◆ Extract provided:
* * *

And would Carter contend, then, that the prohibition on eating meat with its blood is eternally binding as well? Has every Liverpudlian who’s ever dined on black pudding violated God’s everlasting covenant with humanity? And how then should Christians view the Mosaic prescriptions, which are no less “everlasting” in their legitimacy, but which Paul regarded as of no account not only for Gentile Christians, but for Jewish Christians as well (hence his rebukes to Peter for keeping the law for appearance’s sake)? In any event, Carter’s representation of the passage is simply inaccurate.

More unfortunate, however, is his use of Paul’s words in the thirteenth chapter of Romans regarding the power of the sword and the authority God has delegated to earthly rulers. It always surprises me that Christians can find any encouragement in that passage to believe that capital punishment is morally good . Certainly Paul says nothing of the sort. He uses the wonderfully vivid image of the one in authority bearing the sword “not in vain,” but that is a much vaguer metaphor than Carter seems to think it is.

The sword represents the power of coercion, certainly, though not specifically the practice of capital punishment; it has no more prescriptive force than saying, as we might today, “That’s why the police carry guns.” Even if the “sword” really were clearly meant as a symbol of the power to execute criminals, though, Paul is merely saying that Christians who commit crimes may expect to suffer the wrath of God under the form of civil penalty. He certainly makes no comment on the intrinsic justice or injustice of any particular practice of the state.

One assumes, for instance, that he would not necessarily have regarded the Roman habit of crucifying thieves as somehow intrinsically just, even if he believed that a Christian who stole something and was caught had brought about his own condign condemnation. More importantly still, this passage says absolutely nothing about what punishments baptized Christians who might come to power”a contingency Paul never envisaged in his wildest imaginings”ought to impose on criminals. The moral content of the entire passage extends only to the actions of individuals under the law; beyond that, it provides no moral instructions for rulers or lawmakers, and there is simply no warrant for claiming it requires Christians to approve of capital punishment.

As for Carter’s argumentum de silentio in regard to Christ’s words in the fifth chapter of Matthew, it should”like practically all such arguments”be charitably overlooked.

The more significant flaws in Carter’s argument, however, are theological. It is always odd when a Christian argues that the prescriptions and penalties of the law established in the age before Christ make any sort of unambiguous demands upon Christian consciences or putatively Christian societies.

* * *

◆ Directives:
A: Which questions are posed in the first paragraph of the passage on capital punishment? List each one.
B: Could you carry on the passage on capital punishment from its last sentence?
The lines here have nothing to do with the passage on capital punishment.

◆ Data section:
* * *

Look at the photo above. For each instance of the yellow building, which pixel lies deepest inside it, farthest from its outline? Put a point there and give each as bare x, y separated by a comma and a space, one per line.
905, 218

* * *

◆ Task-by-task outputs:
A:
1. And would Carter contend, then, that the prohibition on eating meat with its blood is eternally binding as well?
2. Has every Liverpudlian who's ever dined on black pudding violated God's everlasting covenant with humanity?
3. And how then should Christians view the Mosaic prescriptions, which are no less "everlasting" in their legitimacy, but which Paul regarded as of no account not only for Gentile Christians, but for Jewish Christians as well (hence his rebukes to Peter for keeping the law for appearance's sake)?

B:
For one thing, it speaks of a failure properly to appreciate the special provocations of Christ’s own teachings regarding the law. Again and again, Christ “preserves” the law”whether as it concerns the Sabbath or as it concerns the due penalty for adultery”by so radically reinterpreting and re-orienting it as practically to invert its consequences.

For another thing, the entire Pauline theology of grace and salvation asserts that the power of the law has been surpassed by the power of God’s free gift, and so the concrete prescriptions of the law”and this means not just circumcision and kosher regulations, but its criminal and penal ordinances as well”have now been set aside. The eternal moral truths that the law contains (do not kill, do not commit adultery, and so forth) remain, but the wrath of the law has been vanquished in Christ.

I often think that modern Christians would be rather disturbed if they were perfectly aware of Paul’s vision of the created order, simply because most of us tend to assume that he was working from premises much like our own. As a result, we rarely grasp how strange and radical his teachings were.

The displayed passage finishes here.